● **WHAT THE TASK REQUIRES**: Apart from the images, the records below need to be copied exactly.

Items from a dataset

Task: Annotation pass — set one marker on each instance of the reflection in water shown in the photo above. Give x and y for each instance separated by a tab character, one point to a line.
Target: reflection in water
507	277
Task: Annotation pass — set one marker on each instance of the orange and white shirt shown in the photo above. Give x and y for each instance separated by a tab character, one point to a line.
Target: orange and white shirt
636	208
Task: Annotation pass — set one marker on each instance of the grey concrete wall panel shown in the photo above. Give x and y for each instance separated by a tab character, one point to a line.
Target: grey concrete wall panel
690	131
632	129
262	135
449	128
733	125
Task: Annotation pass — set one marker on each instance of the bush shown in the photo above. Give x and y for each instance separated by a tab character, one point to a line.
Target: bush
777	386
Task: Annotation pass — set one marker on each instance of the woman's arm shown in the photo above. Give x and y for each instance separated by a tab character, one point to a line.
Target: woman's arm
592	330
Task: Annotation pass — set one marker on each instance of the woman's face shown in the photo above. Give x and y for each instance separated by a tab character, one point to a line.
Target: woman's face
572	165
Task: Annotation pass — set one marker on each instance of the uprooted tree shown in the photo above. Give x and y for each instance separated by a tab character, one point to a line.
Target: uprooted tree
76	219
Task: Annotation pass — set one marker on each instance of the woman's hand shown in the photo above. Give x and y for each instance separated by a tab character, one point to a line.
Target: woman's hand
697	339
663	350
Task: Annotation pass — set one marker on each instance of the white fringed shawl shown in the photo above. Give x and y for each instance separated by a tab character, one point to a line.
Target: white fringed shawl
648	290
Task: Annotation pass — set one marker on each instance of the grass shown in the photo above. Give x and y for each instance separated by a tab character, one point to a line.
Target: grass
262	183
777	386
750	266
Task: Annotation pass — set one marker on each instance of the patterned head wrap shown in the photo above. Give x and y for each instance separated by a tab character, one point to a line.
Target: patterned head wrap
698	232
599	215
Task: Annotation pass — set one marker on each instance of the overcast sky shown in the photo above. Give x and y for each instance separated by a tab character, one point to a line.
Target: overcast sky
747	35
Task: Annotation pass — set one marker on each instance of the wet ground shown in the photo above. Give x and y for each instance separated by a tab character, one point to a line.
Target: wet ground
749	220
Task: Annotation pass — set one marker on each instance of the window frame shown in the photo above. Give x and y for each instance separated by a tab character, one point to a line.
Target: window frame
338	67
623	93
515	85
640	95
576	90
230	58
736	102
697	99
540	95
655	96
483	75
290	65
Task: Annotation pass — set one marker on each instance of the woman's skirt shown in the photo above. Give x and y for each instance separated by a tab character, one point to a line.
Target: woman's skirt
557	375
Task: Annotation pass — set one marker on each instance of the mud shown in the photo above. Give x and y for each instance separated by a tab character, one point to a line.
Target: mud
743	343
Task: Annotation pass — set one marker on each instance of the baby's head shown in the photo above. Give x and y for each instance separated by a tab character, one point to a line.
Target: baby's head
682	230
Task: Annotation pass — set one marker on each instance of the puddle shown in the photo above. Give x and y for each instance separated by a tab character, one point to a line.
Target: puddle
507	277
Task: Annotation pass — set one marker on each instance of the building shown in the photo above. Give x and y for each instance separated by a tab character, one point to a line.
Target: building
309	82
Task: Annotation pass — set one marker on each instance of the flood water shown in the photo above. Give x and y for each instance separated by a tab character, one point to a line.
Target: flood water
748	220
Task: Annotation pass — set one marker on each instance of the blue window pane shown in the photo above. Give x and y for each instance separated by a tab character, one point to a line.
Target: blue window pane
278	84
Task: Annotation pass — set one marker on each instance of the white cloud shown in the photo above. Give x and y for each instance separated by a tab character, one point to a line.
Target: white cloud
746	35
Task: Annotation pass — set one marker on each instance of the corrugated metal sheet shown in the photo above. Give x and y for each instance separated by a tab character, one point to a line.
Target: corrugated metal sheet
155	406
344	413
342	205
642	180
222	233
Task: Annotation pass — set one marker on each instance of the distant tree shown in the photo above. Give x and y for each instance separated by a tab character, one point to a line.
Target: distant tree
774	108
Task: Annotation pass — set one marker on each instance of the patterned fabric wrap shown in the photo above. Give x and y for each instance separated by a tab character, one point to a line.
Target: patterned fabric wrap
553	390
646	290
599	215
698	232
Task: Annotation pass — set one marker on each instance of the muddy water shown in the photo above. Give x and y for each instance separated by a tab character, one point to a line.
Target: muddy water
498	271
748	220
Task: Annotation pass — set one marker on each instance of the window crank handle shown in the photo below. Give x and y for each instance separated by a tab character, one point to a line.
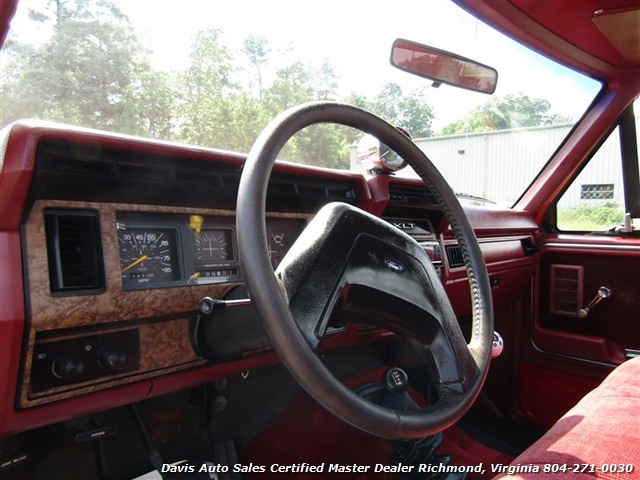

● **ANSWER TO THIS PROBLEM**:
Task: Annotation pass — set one marker on each instance of the reflection in water shown in the photo above. Give x and y for each instance separated by a tab character, one point to a line.
Target: reflection in water
507	277
Task: Annotation pass — set one marker on each instance of the orange and white shirt shown in the photo above. Give x and y for each instance separated by a tab character, one point to a line.
Target: orange and white shirt
636	208
Task: Annotation pass — set one marker on each instance of the grey concrete wall panel shown in the photo above. Give x and y for each instance separated by a tab character, one point to a line.
Target: grey concrete wall panel
690	131
632	129
262	135
449	128
733	125
Task: Annotation pass — set one marker on each instance of the bush shown in the photo above. Give x and y for each instance separated by a tab character, one point to a line.
Target: bush
777	386
Task: Annotation pass — set one marker on each instance of the woman's arm shown in the photo above. Give x and y for each instance separated by a tab character, one point to a line.
Target: woman's arm
592	330
Task: Annotation pass — set one marker on each instance of the woman's face shown in the photo above. Give x and y for each instance separated by a tab character, one point to a line.
Target: woman's face
572	165
Task: Annotation pass — set one marker on each instance of the uprooted tree shown in the photo above. Give x and y for each instance separated by a tab character, one point to a line.
Target: uprooted tree
76	219
Task: Annotation pass — set one marker on each instance of the woman's hand shown in the photo above. Give x and y for each instance separated by a tab character, one point to a line.
Target: woman's hand
697	339
663	350
Task: Annotation pass — set one marker on each instance of the white fringed shawl shown in the photo above. Give x and y for each instance separated by a tab character, one point to a line.
Target: white fringed shawl
648	290
Task: Annotation pass — set one marker on each instance of the grass shown in the photo above. Give x and y for each instance separated by a tab character, one point to a line.
Target: grass
262	183
777	386
750	266
Task: Annotation pass — set one marker on each instance of the patterned head wrap shown in the photo above. Give x and y for each instance separated by a tab character, one point to a line.
Target: patterned head wrap
698	232
599	215
Task: Annotation pass — set one marker on each instance of the overcast sky shown in the photo above. Give x and y for each instance separated by a tab character, one point to a line.
Target: overcast sky
747	35
Task: Annotation pass — set one marker on each instance of the wet ground shown in the photo above. Give x and y for each instance separated by a tab character, one point to a line.
Target: wet ground
749	220
Task: Annotation pass — set one marker on each instance of the window frame shown in the photo above. Give x and y for each instance separated by a tab character, one point to a line.
Target: window frame
338	67
623	93
515	85
640	95
576	90
230	58
736	102
697	99
540	95
655	96
483	75
290	65
Task: Annotation pass — set one marker on each instance of the woman's skirt shown in the photo above. Give x and y for each instance separated by a tab character, one point to a line.
Target: woman's skirt
557	375
Task: Annotation pass — set one marker on each instance of the mud shown in the photo above. Give x and y for each instance separated by a tab character, one point to a line.
Target: mud
743	343
Task: Annotation pass — set one marker on each instance of the baby's head shown in the photo above. Give x and y for each instance separated by a tab character, one point to a line.
Target: baby's head
682	230
Task: Annotation pass — set one marker on each instance of the puddle shown in the photo above. Give x and y for each instance separated by a tab character, one point to a line.
Target: puddle
507	277
Task: Annotation pass — set one marker on each instance of the building shown in the photo above. Give x and y for each instance separated by a tab character, one point to a line.
Target: building
309	82
Task: Annotation pass — set one marker on each instance of the flood water shown in the photo above. Give x and y for each instance separated by a tab character, one point to a line.
Target: flood water
748	220
Task: Annotation pass — set one marker on each instance of the blue window pane shown in the photo above. Give x and y for each instance separated by a tab character, one point to a line.
Target: blue window pane
278	84
Task: Annotation pass — set one marker on each instance of the white cloud shown in the photo above. Give x and y for each instance separated by a tab character, one point to a line.
Target: white cloud
746	35
Task: Annotation pass — set one marker on each instance of the corrugated metal sheet shown in the photo above. Give x and y for each instance separated by a tab character, one point to a line.
Target: corrugated metal sheet
155	406
344	413
342	205
642	180
222	233
Task: Annotation pass — set one marker on each instance of the distant tree shown in the photo above. Give x and y for each instance separated by a tab character, one point to a line.
Target: distant tree
774	108
Task: Annotation pass — set one marker on each instance of the patterned fabric wrap shown in the photo above. Give x and y for each instance separated by a tab character, one point to a line.
Target: patterned fabric wrap
553	390
646	290
599	215
698	232
Task: Annotation pass — set one marker on each instance of the muddy water shown in the photo above. Give x and y for each instance separated by a tab character, one point to a line.
Target: muddy water
498	271
748	220
Task: Annotation pass — set one marker on each instance of the window crank handle shown in the photo below. Give x and y for each instance separated by a tab character, one point to a line.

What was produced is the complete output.